:: SET PROBLEM ::
Format every line of the records below as a single numbered list, skipping blank lines, and leave the pictures out of your answer.

## Begin

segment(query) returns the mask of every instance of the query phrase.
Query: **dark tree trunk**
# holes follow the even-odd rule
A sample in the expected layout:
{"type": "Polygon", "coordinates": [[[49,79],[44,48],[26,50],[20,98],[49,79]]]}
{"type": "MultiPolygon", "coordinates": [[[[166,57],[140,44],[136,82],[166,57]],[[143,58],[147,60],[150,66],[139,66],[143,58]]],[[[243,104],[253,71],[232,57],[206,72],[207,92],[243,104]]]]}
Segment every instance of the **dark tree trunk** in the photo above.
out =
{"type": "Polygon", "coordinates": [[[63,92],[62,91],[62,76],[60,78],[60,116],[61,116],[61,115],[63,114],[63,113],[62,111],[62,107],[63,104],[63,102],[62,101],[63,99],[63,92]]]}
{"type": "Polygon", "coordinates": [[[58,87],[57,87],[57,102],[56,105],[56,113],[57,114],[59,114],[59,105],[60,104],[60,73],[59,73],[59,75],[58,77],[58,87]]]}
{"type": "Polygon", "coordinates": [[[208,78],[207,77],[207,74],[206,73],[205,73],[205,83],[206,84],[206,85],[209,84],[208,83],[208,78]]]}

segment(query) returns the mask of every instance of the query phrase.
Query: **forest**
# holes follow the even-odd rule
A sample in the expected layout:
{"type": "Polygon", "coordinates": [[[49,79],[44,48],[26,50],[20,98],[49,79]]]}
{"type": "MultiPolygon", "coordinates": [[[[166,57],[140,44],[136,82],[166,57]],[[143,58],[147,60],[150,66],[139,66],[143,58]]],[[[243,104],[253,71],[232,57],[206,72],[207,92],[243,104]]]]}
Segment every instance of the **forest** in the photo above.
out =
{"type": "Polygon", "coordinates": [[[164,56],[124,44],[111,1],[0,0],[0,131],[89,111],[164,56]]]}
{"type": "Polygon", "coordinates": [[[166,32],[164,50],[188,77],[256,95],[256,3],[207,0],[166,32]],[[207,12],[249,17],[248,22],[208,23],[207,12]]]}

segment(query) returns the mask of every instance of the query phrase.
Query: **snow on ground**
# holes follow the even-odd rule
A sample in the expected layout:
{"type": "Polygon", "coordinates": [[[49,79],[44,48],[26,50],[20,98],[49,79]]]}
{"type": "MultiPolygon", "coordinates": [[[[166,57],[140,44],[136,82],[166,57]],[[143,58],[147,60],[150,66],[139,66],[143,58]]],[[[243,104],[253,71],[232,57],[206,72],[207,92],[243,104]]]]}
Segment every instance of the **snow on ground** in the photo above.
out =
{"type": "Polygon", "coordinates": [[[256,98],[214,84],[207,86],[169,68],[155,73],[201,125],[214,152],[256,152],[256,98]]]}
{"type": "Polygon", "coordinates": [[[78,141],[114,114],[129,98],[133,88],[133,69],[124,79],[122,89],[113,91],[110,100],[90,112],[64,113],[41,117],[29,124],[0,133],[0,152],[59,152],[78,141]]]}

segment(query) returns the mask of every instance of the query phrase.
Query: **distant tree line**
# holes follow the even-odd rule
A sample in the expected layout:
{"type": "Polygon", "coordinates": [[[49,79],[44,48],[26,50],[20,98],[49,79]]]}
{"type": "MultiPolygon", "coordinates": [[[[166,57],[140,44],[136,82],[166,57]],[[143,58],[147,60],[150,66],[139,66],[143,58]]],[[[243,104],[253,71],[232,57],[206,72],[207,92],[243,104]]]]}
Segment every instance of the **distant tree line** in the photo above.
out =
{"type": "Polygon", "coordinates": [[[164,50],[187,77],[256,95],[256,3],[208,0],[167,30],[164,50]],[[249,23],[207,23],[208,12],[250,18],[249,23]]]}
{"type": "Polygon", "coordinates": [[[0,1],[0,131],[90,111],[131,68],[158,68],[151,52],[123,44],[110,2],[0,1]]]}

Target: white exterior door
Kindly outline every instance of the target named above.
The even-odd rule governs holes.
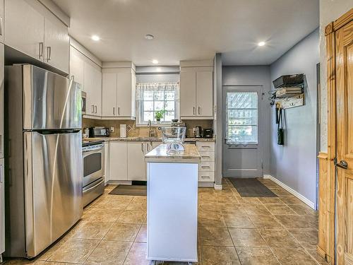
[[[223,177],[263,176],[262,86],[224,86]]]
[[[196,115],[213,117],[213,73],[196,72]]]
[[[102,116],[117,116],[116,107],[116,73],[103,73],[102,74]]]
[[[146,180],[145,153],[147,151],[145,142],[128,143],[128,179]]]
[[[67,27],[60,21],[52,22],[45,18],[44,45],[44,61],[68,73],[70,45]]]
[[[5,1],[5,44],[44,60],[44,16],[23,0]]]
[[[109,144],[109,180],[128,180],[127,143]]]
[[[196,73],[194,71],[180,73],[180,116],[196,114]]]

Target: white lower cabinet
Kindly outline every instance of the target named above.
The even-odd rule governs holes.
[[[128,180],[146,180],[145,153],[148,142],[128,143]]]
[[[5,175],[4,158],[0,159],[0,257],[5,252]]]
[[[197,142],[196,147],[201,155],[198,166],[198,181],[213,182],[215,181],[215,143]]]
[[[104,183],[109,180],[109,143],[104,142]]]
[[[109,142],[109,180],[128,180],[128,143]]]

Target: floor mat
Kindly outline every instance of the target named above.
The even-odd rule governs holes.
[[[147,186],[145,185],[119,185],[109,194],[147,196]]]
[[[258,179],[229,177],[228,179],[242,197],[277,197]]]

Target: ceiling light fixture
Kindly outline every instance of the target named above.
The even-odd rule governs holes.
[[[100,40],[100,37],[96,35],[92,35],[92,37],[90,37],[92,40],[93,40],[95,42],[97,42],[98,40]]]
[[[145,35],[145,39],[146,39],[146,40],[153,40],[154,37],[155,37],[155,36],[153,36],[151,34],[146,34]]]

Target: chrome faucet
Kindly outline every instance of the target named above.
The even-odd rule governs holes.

## End

:: TASK OUTPUT ::
1. segment(query) returns the mask of every instance of the query phrase.
2. Query: **dark tree trunk**
3. # holes follow the even-odd rule
4. A sample in the expected layout:
5. {"type": "Polygon", "coordinates": [[[49,79],[44,48],[26,50],[20,98],[49,79]]]}
6. {"type": "MultiPolygon", "coordinates": [[[[166,57],[140,44],[136,82],[166,57]],[[143,58],[147,60],[150,66],[139,66],[143,58]]],[[[243,104],[253,71],[232,57],[206,72],[207,92],[243,104]]]]}
7. Segment every instance of the **dark tree trunk** in the photo above.
8. out =
9. {"type": "Polygon", "coordinates": [[[63,92],[62,91],[62,76],[60,78],[60,116],[61,116],[61,115],[63,114],[63,113],[62,111],[62,107],[63,104],[63,102],[62,101],[63,99],[63,92]]]}
10. {"type": "Polygon", "coordinates": [[[58,87],[57,87],[57,102],[56,105],[56,113],[57,114],[59,114],[59,105],[60,104],[60,73],[59,73],[59,75],[58,77],[58,87]]]}
11. {"type": "Polygon", "coordinates": [[[208,78],[207,77],[207,74],[206,73],[205,73],[205,83],[206,84],[206,85],[209,84],[208,83],[208,78]]]}
12. segment(query) returns the mask of every instance of the query phrase.
13. Query: **forest**
14. # holes follow the even-odd rule
15. A sample in the expected layout:
16. {"type": "Polygon", "coordinates": [[[49,79],[44,48],[26,50],[20,98],[49,79]]]}
17. {"type": "MultiPolygon", "coordinates": [[[[166,57],[140,44],[136,82],[166,57]],[[143,58],[147,60],[150,66],[139,66],[143,58]]],[[[243,104],[253,71],[232,57],[206,72],[207,92],[243,104]]]]}
18. Segment every instance of the **forest** in the photo above.
19. out =
20. {"type": "Polygon", "coordinates": [[[164,56],[124,44],[111,1],[0,0],[0,131],[89,111],[164,56]]]}
21. {"type": "Polygon", "coordinates": [[[166,32],[164,50],[188,77],[256,95],[256,3],[207,0],[166,32]],[[207,12],[249,17],[248,22],[208,23],[207,12]]]}
22. segment(query) returns the mask of every instance of the query phrase.
23. Query: **snow on ground**
24. # holes follow the even-odd rule
25. A sample in the expected layout:
26. {"type": "Polygon", "coordinates": [[[49,79],[44,48],[26,50],[20,98],[49,79]]]}
27. {"type": "MultiPolygon", "coordinates": [[[[166,57],[140,44],[136,82],[166,57]],[[143,58],[147,60],[150,66],[139,66],[143,58]]],[[[243,104],[253,71],[232,57],[206,72],[207,92],[243,104]]]]}
28. Segment every instance of the **snow on ground** in the photo above.
29. out =
30. {"type": "Polygon", "coordinates": [[[256,98],[214,84],[207,86],[169,68],[155,73],[201,125],[214,152],[256,152],[256,98]]]}
31. {"type": "Polygon", "coordinates": [[[78,141],[114,114],[129,98],[133,88],[133,69],[124,79],[122,89],[113,91],[110,100],[90,112],[64,113],[41,117],[29,124],[0,133],[0,152],[59,152],[78,141]]]}
32. segment(query) returns the mask of every instance of the query phrase.
33. Query: **distant tree line**
34. # holes follow the even-odd rule
35. A sample in the expected layout:
36. {"type": "Polygon", "coordinates": [[[49,79],[44,48],[26,50],[20,98],[49,79]]]}
37. {"type": "MultiPolygon", "coordinates": [[[[166,57],[140,44],[136,82],[166,57]],[[143,58],[147,60],[150,66],[139,66],[143,58]]],[[[243,104],[253,71],[232,57],[206,72],[207,92],[243,104]]]]}
38. Segment every instance of the **distant tree line** in the photo above.
39. out =
40. {"type": "Polygon", "coordinates": [[[164,50],[187,77],[256,95],[256,3],[208,0],[167,30],[164,50]],[[249,23],[207,23],[208,12],[250,18],[249,23]]]}
41. {"type": "Polygon", "coordinates": [[[0,1],[0,131],[90,111],[131,68],[158,68],[151,52],[123,44],[110,2],[0,1]]]}
42. Target: white exterior door
43. Kindly outline every instance of the target named above.
44. The even-odd rule governs holes.
45. [[[223,177],[263,176],[262,86],[224,86]]]
46. [[[196,115],[213,117],[213,73],[196,72]]]
47. [[[102,116],[117,116],[116,107],[116,73],[103,73],[102,74]]]
48. [[[146,180],[145,153],[147,151],[145,142],[128,143],[128,179]]]
49. [[[67,27],[60,21],[52,22],[45,18],[44,45],[44,61],[68,73],[70,45]]]
50. [[[5,1],[5,44],[44,60],[44,16],[23,0]]]
51. [[[109,144],[109,180],[128,180],[127,143]]]
52. [[[196,73],[194,71],[180,73],[180,116],[196,114]]]
53. Target: white lower cabinet
54. Kindly outline every instance of the target named above.
55. The even-odd rule governs holes.
56. [[[128,180],[146,180],[145,153],[148,142],[128,143]]]
57. [[[5,175],[4,158],[0,159],[0,257],[5,252]]]
58. [[[197,142],[196,147],[201,155],[198,166],[198,181],[213,182],[215,181],[215,143]]]
59. [[[104,183],[109,180],[109,143],[104,142]]]
60. [[[109,142],[109,180],[128,180],[128,143]]]
61. Target: floor mat
62. Kindly outline every instance of the target named above.
63. The even-odd rule governs holes.
64. [[[147,186],[145,185],[119,185],[109,194],[147,196]]]
65. [[[258,179],[229,177],[228,179],[242,197],[277,197]]]
66. Target: ceiling light fixture
67. Kindly outline every instance of the target named above.
68. The even-odd rule governs holes.
69. [[[100,40],[100,37],[96,35],[92,35],[92,37],[90,37],[92,40],[93,40],[95,42],[97,42],[98,40]]]
70. [[[145,35],[145,39],[146,39],[146,40],[153,40],[154,37],[155,37],[155,36],[153,36],[151,34],[146,34]]]
71. Target: chrome faucet
72. Kindly outline every instance of the target named above.
73. The even-odd rule governs holes.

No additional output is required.